(Directive) Please retype all of the rows below exactly, leaving out the pictures.

(Extracted rows)
⟨

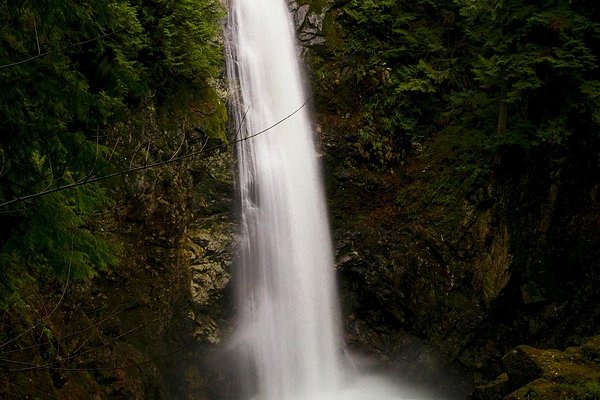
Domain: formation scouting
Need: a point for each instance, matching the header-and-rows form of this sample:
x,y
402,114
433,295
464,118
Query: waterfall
x,y
289,318
287,305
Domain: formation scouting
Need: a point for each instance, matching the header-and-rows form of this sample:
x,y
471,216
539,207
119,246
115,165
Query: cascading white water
x,y
289,316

⟩

(Response)
Domain: formation scouting
Need: a point for each instance, matching the header-and-rows form of this sample:
x,y
402,114
433,295
464,118
Query: waterfall
x,y
289,318
287,305
Domain: formation scouting
Need: a point for each instance, matching the header-and-rows form of this sample:
x,y
471,216
539,207
119,246
115,165
Query: cascading white water
x,y
289,316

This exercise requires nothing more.